━━━ DOCUMENT EXCERPT ━━━

Steve Neal, RG (b. San Diego, California, 1976) Cal State-Bakersfield
Neil Kaczur, RT (b. Brantford, Canada, 1979) Toledo

Kaczur’s an interesting case: Born in Canada, attends the University of Toledo, and still catches the eye of talent scouts and launches a big pro career under Bill Belichick. Only in America.

Patriots 56, Bills 10—Game summary unnecessary. Bills now 5-5.

Broncos 34, Titans 20—Titans (6-4) have problems: injuries on D, now-you-see-it/now-you-don’t running game, receivers who can’t catch Vince Young’s passes, and Young himself, who has the classic issues of the gifted young African American signal-caller, i.e., tons of physical prowess but an invisible learning curve. Also, this game reminds us that, for all his good work over the years, Titans coach Jeff Fisher is no Mike Shanahan, whose Denver team, in a growing-pains period, is now 5-5 and tied for the AFC West lead.

Cowboys 28, Redskins 23—Redskins (5-5) finally show some spunk on the road in Dallas, gain some late momentum from their D, mount a game-winning drive... and QB Jason Campbell throws a really stupid interception. Game over. The 9-1 Cowboys dodge a bullet, while Romo-T.O. hookup team devours Skins secondary.

Colts 13, Chiefs 10—Colts (8-2) treading water, while trying to get healthy and reestablish offense. Punchless Chiefs, now 4-6, use D to keep this one close, but Vinatieri field goal closes ‘em out.

Jaguars 24, Chargers 17—Chargers’ offense still not cohesive despite 309 passing yards from Philip Rivers. Bolts fall back to 5-5. Jags looking good behind return of QB David Garrard (15-24, 189 yards, 2 TDs, 0 INTs) and solid running of Taylor and Jones-Drew. Jags now 7-3 and only a game off AFC South pace.

Vikings 29, Raiders 22—Vikings QB Tarvaris Jackson plays efficient-enough ball, and Chester Taylor steps up to replace injured Adrian Peterson and amass 164 yards on the ground with three TDs. Minnesota improves to 4-6. Struggling Raiders just can’t get over the hump, despite collecting three sacks, an interception, and four forced fumbles. Daunte Culpepper throws for 344 yards, but not much help from the running game. Oakland, 2-8, drops sixth in a row.

Browns 33, Ravens 30—Wild, hard-fought game turns into huge road victory for resurgent Browns (6-4). Ravens finally get some offense behind QB Kyle Boller and Willis McGahee’s 102 rushing yards, but it’s not enough to combat the karmic forces against them.

━━━

Reproduce the football recaps word for word, starting at "Patriots 56, Bills" and ending at "devours Skins secondary.". Rely only on the football recaps.

━━━ RECORD SET ━━━

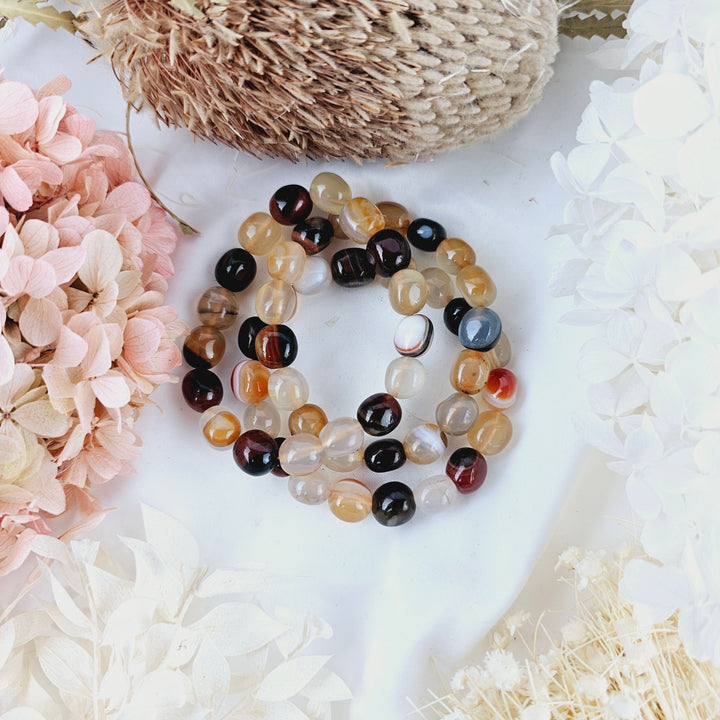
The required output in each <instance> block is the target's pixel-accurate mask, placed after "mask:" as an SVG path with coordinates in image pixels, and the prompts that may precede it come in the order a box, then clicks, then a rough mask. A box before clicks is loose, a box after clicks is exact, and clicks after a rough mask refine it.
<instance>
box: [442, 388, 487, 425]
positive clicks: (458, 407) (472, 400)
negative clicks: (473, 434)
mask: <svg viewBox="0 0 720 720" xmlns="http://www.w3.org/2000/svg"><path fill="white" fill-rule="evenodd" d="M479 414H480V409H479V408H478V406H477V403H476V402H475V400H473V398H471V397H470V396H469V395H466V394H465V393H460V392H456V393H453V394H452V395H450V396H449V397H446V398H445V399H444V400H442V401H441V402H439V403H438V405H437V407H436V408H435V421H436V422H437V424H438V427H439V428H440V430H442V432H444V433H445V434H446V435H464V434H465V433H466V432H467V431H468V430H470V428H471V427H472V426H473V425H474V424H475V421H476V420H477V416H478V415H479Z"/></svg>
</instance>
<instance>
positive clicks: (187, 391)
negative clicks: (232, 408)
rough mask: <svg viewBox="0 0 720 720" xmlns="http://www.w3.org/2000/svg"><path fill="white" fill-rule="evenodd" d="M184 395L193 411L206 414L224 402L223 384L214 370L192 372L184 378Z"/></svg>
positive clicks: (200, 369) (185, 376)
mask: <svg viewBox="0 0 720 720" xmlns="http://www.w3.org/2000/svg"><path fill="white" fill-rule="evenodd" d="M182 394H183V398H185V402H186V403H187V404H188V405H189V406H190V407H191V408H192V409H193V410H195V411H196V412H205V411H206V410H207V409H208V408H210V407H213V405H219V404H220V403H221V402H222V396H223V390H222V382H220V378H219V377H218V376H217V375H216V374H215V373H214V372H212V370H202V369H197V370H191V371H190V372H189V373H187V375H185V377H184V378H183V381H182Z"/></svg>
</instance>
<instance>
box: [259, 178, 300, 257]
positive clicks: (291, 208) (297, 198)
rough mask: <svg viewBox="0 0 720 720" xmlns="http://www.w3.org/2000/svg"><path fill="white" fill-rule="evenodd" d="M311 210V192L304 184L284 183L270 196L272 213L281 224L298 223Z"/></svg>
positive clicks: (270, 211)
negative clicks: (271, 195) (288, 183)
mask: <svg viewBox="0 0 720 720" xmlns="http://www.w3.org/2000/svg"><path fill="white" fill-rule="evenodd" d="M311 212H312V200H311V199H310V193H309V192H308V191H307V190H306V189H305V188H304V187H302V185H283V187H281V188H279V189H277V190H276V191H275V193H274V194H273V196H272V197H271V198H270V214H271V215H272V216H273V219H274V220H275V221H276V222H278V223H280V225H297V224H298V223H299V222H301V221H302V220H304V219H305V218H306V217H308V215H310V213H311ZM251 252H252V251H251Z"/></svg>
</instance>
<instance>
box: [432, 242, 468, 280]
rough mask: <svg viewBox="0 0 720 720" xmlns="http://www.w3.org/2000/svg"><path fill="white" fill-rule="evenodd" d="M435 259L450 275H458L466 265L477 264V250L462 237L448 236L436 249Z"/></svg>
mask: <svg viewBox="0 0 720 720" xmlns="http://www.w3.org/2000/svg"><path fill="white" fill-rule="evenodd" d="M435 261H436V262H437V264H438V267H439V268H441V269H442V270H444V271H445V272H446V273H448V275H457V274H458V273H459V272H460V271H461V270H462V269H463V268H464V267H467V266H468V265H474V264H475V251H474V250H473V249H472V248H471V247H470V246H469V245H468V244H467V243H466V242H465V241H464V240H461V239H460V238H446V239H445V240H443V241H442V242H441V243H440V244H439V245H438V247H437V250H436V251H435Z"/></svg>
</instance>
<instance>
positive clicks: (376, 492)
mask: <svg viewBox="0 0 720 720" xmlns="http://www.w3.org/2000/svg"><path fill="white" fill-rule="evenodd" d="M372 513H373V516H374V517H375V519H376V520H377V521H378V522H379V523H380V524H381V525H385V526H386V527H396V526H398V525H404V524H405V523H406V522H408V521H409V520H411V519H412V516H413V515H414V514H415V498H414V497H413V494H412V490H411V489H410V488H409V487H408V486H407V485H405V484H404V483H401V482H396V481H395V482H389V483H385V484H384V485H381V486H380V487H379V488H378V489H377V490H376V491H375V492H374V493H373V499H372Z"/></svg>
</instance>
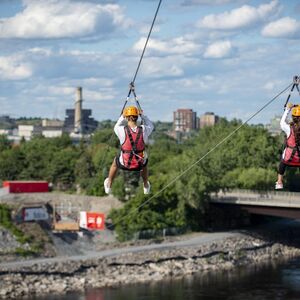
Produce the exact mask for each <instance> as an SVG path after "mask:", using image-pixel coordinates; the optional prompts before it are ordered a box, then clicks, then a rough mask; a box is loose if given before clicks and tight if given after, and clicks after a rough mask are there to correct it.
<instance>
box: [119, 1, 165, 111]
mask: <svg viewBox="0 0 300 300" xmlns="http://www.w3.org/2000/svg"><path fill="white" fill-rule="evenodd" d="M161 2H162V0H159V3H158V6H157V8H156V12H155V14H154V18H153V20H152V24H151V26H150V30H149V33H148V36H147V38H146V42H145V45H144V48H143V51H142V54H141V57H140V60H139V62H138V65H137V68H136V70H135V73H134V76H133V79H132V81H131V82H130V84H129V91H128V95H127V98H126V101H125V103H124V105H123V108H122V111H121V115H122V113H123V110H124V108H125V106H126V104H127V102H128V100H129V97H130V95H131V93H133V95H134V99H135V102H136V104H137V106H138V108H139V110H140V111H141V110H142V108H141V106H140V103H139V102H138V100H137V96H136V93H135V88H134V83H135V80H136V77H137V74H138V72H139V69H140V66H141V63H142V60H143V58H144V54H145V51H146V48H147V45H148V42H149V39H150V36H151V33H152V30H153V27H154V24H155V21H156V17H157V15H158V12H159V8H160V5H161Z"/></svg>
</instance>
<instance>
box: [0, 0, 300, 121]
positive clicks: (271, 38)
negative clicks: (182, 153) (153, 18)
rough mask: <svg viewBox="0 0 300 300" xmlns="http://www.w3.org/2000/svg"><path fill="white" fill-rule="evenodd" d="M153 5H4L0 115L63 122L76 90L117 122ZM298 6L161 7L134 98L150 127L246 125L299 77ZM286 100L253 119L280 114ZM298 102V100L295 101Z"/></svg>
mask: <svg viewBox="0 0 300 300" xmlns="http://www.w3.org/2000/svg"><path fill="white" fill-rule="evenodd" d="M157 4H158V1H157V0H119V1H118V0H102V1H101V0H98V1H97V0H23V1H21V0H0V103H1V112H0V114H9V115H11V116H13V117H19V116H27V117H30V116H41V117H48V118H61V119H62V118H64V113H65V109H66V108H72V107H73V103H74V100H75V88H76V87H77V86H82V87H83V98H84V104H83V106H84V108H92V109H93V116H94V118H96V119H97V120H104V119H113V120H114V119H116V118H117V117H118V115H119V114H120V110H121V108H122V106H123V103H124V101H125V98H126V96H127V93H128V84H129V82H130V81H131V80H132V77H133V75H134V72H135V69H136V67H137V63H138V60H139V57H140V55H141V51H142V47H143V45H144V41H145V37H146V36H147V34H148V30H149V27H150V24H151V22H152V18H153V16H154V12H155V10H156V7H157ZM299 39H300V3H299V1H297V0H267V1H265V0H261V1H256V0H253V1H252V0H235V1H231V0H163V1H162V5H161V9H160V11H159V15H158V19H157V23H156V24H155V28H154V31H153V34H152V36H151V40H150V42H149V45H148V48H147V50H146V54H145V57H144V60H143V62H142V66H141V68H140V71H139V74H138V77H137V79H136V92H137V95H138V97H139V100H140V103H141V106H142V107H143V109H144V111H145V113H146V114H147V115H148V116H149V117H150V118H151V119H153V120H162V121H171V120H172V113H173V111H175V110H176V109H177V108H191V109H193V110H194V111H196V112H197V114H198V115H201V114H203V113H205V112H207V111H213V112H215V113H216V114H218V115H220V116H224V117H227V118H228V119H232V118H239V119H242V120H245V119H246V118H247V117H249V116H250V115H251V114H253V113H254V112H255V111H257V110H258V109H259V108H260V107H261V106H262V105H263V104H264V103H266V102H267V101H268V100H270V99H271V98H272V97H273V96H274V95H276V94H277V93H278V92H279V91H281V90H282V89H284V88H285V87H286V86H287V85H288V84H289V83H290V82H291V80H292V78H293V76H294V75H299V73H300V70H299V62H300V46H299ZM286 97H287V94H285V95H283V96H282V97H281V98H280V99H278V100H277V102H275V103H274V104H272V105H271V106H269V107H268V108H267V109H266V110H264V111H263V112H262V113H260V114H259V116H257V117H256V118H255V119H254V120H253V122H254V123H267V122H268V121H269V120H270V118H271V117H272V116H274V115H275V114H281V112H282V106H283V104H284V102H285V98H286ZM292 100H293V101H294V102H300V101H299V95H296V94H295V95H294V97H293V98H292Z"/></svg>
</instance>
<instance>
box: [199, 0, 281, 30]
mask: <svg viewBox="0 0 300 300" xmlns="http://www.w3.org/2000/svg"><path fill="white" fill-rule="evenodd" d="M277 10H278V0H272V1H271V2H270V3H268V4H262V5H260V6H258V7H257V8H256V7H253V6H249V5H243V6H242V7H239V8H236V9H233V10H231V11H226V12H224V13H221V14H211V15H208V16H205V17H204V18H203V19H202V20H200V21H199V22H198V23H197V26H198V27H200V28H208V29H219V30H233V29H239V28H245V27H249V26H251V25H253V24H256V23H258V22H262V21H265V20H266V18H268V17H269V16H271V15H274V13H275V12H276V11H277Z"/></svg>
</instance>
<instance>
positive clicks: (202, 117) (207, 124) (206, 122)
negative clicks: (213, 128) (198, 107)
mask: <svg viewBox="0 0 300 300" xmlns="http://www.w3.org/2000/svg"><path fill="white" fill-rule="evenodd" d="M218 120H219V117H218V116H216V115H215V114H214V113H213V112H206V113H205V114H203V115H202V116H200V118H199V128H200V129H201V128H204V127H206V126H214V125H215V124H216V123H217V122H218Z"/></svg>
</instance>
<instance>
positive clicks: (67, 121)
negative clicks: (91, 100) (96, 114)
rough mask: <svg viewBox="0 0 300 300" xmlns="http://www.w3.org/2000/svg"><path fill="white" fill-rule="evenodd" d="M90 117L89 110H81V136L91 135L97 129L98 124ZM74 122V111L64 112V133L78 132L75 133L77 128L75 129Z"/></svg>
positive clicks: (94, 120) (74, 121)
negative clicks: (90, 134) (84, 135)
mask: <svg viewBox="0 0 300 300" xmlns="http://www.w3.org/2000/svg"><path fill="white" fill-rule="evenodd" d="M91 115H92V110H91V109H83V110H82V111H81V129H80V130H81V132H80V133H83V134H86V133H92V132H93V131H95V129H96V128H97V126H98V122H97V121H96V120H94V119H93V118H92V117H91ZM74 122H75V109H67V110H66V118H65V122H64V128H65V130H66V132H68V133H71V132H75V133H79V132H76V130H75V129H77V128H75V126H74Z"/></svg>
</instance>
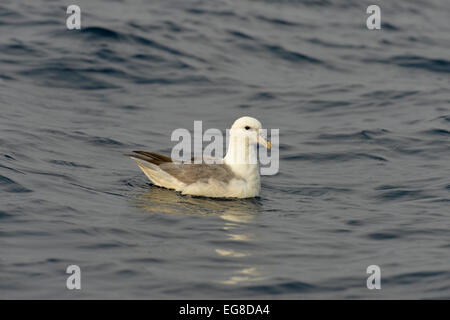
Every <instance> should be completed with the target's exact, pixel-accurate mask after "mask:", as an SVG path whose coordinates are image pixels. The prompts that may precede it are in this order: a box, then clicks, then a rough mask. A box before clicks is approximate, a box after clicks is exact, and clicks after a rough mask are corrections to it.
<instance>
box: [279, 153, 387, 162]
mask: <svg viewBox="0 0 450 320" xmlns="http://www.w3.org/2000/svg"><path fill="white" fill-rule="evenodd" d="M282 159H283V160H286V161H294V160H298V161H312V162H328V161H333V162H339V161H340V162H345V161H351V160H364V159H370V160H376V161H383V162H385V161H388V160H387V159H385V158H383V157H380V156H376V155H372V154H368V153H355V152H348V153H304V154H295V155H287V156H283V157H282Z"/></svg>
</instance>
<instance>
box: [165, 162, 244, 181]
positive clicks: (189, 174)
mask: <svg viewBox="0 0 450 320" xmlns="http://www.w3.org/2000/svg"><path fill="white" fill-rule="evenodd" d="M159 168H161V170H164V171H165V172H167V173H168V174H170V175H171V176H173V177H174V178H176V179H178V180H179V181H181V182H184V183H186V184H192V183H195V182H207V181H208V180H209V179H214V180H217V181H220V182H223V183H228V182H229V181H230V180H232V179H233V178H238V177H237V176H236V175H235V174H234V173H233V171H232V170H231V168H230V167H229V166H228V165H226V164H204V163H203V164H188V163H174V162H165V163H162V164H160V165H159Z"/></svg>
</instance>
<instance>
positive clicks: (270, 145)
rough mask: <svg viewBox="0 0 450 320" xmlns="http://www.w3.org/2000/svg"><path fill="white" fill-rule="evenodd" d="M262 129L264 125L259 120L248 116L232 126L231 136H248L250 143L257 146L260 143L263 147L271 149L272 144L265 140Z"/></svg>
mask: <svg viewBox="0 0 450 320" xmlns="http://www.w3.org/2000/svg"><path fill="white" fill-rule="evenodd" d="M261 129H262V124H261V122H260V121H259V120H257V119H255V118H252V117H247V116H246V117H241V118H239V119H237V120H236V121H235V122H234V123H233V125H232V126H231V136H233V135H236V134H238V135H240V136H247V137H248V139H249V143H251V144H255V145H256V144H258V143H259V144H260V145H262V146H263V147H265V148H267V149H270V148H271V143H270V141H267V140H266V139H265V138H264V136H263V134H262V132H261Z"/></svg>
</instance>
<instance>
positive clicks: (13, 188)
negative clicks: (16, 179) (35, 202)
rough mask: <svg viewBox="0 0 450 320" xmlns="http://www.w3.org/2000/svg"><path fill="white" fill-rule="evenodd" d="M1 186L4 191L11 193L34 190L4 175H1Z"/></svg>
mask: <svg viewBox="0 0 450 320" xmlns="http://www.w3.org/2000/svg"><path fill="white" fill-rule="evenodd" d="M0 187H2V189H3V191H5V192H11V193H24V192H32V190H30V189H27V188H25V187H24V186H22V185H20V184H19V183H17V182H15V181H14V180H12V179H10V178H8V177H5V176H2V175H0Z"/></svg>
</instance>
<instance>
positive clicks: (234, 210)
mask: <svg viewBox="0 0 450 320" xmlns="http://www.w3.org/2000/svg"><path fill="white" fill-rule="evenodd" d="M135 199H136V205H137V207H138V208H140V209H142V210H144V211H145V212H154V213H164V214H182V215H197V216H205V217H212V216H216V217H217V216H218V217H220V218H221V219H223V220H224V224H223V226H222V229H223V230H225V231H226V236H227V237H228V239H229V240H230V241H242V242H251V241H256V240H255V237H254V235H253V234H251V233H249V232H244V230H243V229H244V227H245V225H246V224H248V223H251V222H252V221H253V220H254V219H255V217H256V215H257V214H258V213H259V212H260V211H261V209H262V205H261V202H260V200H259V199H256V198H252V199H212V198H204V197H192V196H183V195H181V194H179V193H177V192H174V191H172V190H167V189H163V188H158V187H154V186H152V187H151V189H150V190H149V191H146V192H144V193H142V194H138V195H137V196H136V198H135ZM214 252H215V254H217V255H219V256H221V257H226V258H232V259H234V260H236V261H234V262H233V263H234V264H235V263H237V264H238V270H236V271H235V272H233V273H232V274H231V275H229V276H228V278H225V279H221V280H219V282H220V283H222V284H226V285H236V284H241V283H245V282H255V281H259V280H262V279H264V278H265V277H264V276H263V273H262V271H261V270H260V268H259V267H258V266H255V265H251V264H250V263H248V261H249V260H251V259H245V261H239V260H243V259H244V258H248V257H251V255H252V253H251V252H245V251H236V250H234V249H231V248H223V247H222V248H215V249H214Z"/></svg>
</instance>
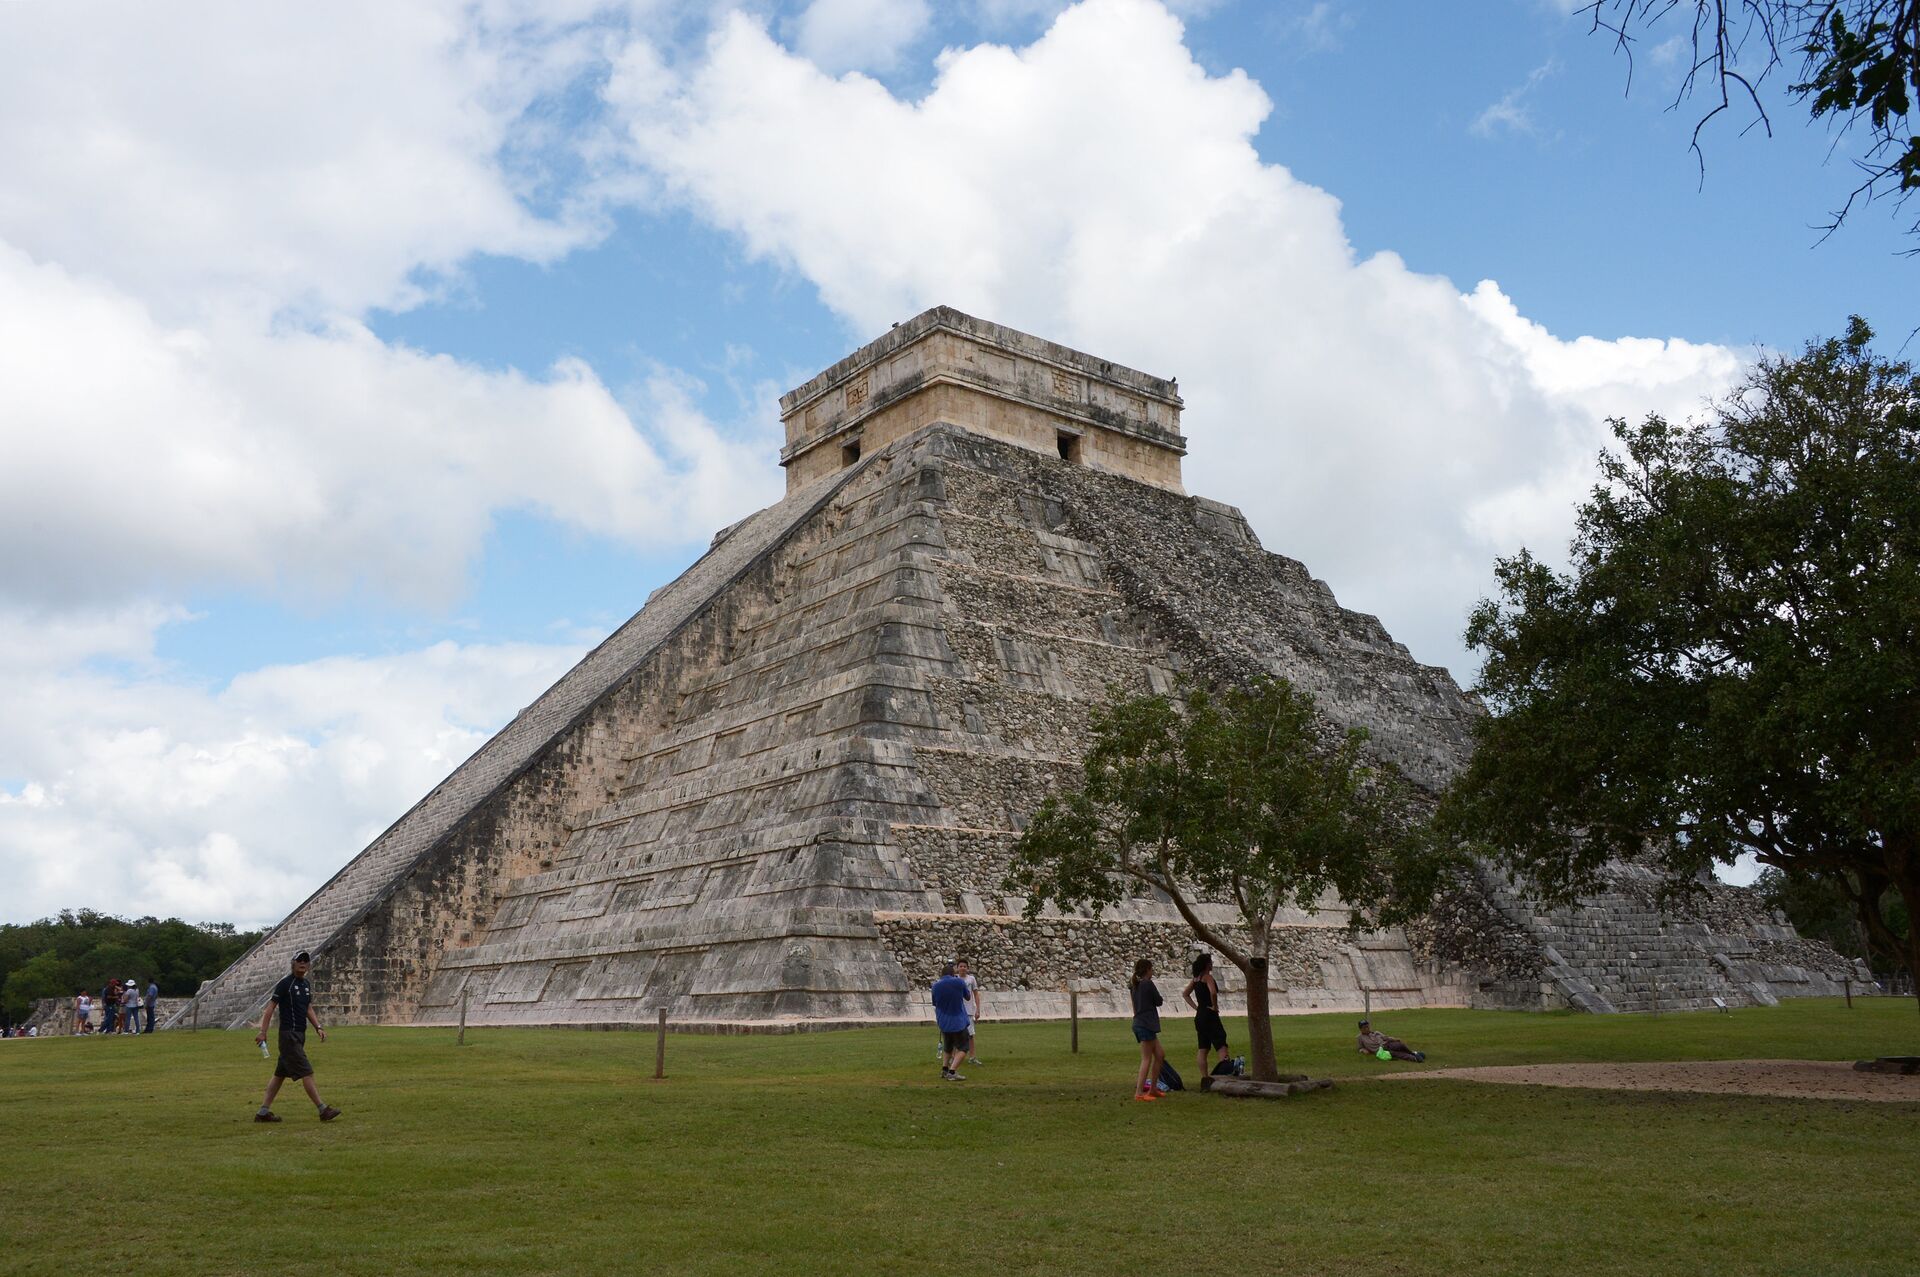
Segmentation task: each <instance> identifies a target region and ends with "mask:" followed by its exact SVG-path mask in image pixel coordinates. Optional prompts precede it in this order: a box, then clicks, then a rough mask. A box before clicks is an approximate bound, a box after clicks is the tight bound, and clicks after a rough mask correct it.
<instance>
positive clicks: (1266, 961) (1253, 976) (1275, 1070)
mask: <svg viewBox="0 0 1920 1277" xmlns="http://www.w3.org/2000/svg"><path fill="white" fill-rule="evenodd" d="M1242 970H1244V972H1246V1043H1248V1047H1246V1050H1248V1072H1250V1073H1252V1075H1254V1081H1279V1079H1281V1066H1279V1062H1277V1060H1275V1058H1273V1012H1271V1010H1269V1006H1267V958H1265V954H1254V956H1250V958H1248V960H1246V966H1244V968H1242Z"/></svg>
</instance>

━━━

**SOLUTION FOR THIS TASK**
Patriots 56, Bills 10—Game summary unnecessary. Bills now 5-5.

Broncos 34, Titans 20—Titans (6-4) have problems: injuries on D, now-you-see-it/now-you-don’t running game, receivers who can’t catch Vince Young’s passes, and Young himself, who has the classic issues of the gifted young African American signal-caller, i.e., tons of physical prowess but an invisible learning curve. Also, this game reminds us that, for all his good work over the years, Titans coach Jeff Fisher is no Mike Shanahan, whose Denver team, in a growing-pains period, is now 5-5 and tied for the AFC West lead.

Cowboys 28, Redskins 23—Redskins (5-5) finally show some spunk on the road in Dallas, gain some late momentum from their D, mount a game-winning drive... and QB Jason Campbell throws a really stupid interception. Game over. The 9-1 Cowboys dodge a bullet, while Romo-T.O. hookup team devours Skins secondary.